Work instructions »
A. List every command that the KodCode pipeline text gives for running a step.
B. Extend the KodCode pipeline text, picking up right after its final sentence.

Here, we provide our pipeline for generating KodCode dataset.
To generate synthetic questions, we first need to put seed questions/snippets/docs in the ../seeds
folder.
Then, we can run the following command to generate questions. Available modes are leetcode
, algorithm
, data_structure
, package
, apps
, codeforces
, code_contests
, taco
, and docs
.
python step1.1_gen_questions.py --total_prompts [total_prompts] --mode [mode]
We then call the GPT-4o API to generate instructions for each question.
To do this step, simply run the following command.
python step1.3_proccess_and_sanitize.py --input_file [file_name]
After you get the filtered instructions, you can run the following command to generate solutions and tests.
bash step2.1_gpt_completion.sh [file_name]
This step will generate unit tests for each solution. The input folder contains trials of solutions and tests. In our experiments, we use 10 trials for each solution.

(Stored data entries)
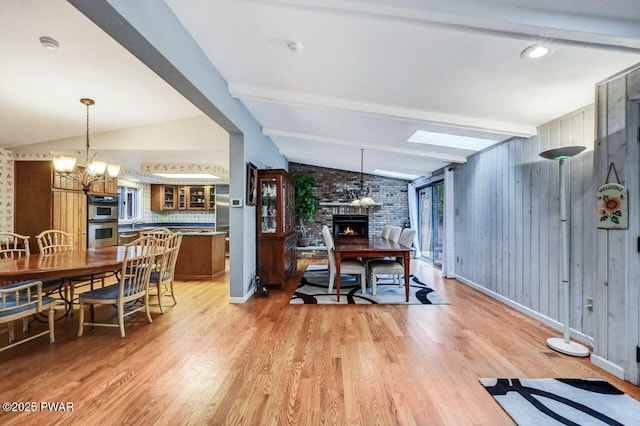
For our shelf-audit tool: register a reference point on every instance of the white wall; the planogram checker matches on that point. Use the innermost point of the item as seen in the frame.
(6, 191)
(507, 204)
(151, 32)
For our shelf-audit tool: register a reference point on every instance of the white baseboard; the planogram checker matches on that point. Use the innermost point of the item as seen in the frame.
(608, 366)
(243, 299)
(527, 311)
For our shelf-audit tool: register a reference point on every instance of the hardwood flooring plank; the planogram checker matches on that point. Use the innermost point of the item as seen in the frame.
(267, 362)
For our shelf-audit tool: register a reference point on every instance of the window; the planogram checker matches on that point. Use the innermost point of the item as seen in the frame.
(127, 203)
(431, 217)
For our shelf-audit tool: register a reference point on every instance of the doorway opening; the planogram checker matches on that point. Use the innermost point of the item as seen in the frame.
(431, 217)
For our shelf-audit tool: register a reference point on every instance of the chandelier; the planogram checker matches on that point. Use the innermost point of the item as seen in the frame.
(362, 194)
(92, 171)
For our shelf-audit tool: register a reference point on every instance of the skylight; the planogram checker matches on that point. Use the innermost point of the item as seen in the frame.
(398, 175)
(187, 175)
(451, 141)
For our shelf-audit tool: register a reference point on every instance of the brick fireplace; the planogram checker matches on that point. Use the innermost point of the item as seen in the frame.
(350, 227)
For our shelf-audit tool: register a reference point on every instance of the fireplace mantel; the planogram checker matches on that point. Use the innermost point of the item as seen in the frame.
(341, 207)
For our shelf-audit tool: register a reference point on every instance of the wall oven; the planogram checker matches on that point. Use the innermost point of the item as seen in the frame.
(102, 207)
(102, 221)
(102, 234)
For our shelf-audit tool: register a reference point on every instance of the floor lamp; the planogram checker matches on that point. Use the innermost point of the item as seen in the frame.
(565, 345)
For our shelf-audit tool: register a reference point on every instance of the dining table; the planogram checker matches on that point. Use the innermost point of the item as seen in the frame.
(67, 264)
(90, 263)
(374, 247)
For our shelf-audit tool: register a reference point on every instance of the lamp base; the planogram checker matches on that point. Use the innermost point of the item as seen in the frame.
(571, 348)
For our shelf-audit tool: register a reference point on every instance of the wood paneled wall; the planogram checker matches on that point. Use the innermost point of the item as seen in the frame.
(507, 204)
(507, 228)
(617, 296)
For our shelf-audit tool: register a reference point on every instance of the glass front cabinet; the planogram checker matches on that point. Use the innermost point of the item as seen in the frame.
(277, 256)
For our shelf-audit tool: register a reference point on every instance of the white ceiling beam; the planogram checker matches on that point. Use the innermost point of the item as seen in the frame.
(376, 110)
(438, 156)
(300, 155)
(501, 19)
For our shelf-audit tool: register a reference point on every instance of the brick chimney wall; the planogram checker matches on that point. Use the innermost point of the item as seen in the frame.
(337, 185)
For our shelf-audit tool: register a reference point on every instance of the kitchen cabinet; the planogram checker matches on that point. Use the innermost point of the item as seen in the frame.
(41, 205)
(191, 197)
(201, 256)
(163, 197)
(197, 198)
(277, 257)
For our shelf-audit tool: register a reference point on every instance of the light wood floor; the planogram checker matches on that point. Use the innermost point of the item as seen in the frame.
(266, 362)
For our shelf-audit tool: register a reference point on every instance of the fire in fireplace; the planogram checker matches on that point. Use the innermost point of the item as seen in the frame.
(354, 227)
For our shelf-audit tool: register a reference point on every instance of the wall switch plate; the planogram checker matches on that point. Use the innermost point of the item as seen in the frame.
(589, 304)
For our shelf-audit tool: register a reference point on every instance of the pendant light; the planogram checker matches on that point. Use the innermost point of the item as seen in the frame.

Task results »
A.
python step1.1_gen_questions.py --total_prompts [total_prompts] --mode [mode]
python step1.3_proccess_and_sanitize.py --input_file [file_name]
bash step2.1_gpt_completion.sh [file_name]

B.
python step2.2_gen_unit_tests.py --input_folder [folder_name]
A folder starts with unit_test_
will be generated, which contains the unit tests for each solution.
This step will run all the tests and generate the results.
bash step2.3_run_all_tests.sh [unit_test_folder_name]
This step will generate verified triplets for each solution.
python step2.4_gen_verified_triplets.py --unit_test_folder [unit_test_folder_name]
After this step, you will get the verified question-solution-test triplets.